WHAT THIS TASK INVOLVES:
Reproduce all of the material below word for word, keeping every line as it is.

· · · · ·

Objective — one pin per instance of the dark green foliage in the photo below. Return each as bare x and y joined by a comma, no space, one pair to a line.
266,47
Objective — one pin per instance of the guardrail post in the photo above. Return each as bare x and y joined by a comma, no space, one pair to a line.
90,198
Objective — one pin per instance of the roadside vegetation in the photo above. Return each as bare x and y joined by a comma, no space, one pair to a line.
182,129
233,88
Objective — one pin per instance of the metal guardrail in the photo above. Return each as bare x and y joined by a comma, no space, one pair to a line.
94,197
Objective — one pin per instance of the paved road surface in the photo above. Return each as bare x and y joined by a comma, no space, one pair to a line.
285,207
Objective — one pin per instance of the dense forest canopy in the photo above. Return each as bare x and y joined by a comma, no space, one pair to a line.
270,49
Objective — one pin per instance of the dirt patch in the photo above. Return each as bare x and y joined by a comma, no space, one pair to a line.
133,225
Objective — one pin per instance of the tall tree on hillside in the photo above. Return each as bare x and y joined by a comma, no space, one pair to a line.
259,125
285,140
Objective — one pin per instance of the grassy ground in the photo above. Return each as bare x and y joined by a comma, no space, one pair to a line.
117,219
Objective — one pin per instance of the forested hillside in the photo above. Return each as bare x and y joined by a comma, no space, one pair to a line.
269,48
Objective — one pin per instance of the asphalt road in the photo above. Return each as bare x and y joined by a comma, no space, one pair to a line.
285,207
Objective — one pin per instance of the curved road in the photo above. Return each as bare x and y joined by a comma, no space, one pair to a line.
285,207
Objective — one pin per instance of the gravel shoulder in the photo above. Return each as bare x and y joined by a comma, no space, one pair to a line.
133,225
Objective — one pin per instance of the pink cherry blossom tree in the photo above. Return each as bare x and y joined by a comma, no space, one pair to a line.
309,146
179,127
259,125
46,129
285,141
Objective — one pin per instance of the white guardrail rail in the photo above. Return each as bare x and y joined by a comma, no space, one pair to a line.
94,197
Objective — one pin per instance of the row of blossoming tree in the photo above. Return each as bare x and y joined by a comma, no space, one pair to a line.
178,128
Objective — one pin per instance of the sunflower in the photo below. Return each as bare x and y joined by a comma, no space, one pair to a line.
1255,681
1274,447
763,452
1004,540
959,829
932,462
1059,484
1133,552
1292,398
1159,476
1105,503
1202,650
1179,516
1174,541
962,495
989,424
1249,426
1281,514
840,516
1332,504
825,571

· · · · ·

EXPECTED ANSWER:
Objective — one pin per instance of the dark green foliage in the photo below. Return each as bare x and y joined by a comma, no space, one pair to a line.
266,47
Objective — one pin per instance of the guardrail post in the photo above. Return each as bare x and y joined by a comma, no space, one pair to a line.
90,198
Objective — one pin per instance of the roadside vegetation in the photo above. Return each as bare x and y joined by a comma, no space, one pair to a line.
182,129
233,88
Objective — one pin per instance of the metal guardrail in the photo above. Return each as bare x and y joined by a comma, no space, one pair to a line.
94,197
Objective — one pin per instance of the paved road surface in the photo above. Return each as bare x and y joined by a comma, no space, one pair to a line.
285,207
Objective — one pin per instance of the dense forest canopy in the photo above. Return each as bare x and y joined by a comma, no space, one pair to a line.
270,49
Objective — one pin per instance of the dirt patch in the photo above. Return each as bare x and y joined by a comma, no space, one pair to a line.
133,225
Objective — one pin per instance of the tall tree on hillside in the photo above. Return each as bare x and y joined by a comma, no space, one pair to a line.
259,125
285,140
Objective — one pin per instance of the grassy ground in the photo above. Return each as bare x and y joined by a comma, no space, one pair to a line.
117,219
Objective — one pin per instance of the forested hillside in the photo above. Return each as bare x and y joined by a comma, no space, one pair to a line.
269,48
Objective — one pin per instance of the asphalt road in the photo above. Return each as bare x and y joined by a comma, no space, one pair to a line.
285,207
Objective — one pin per instance of the curved road in the photo above. Return each as bare x and y joined by a comma, no space, one pair to a line.
285,207
Objective — one pin per instance of the gravel shoulder in the photo above. Return each as bare x and y joined by a comma, no space, one pair to a line.
133,225
Objective — one pin per instance of the pink cherry blossom tree in the photo above. Return each as bare x and y joined by a comma, no space, one pair to a line.
309,146
179,127
259,125
46,129
285,141
Objective — one pin per instance of the white guardrail rail in the photo above. Return each as bare x and y joined by a comma, no space, one pair to a line.
94,197
Objective — one pin per instance of the row of blossoming tree in the photo above. Return each as bare x and y joined by a comma, no space, one pair to a line.
178,128
Objective — one pin per instance of the sunflower in the photo below. Return each as bare x and y joined by a comma, no space, one pair to a line.
1255,681
1274,447
763,452
1004,540
959,829
932,462
1059,484
1133,552
1292,398
1159,476
1105,503
1202,650
1179,516
1174,541
962,495
989,424
1249,426
1281,514
840,516
1332,504
825,571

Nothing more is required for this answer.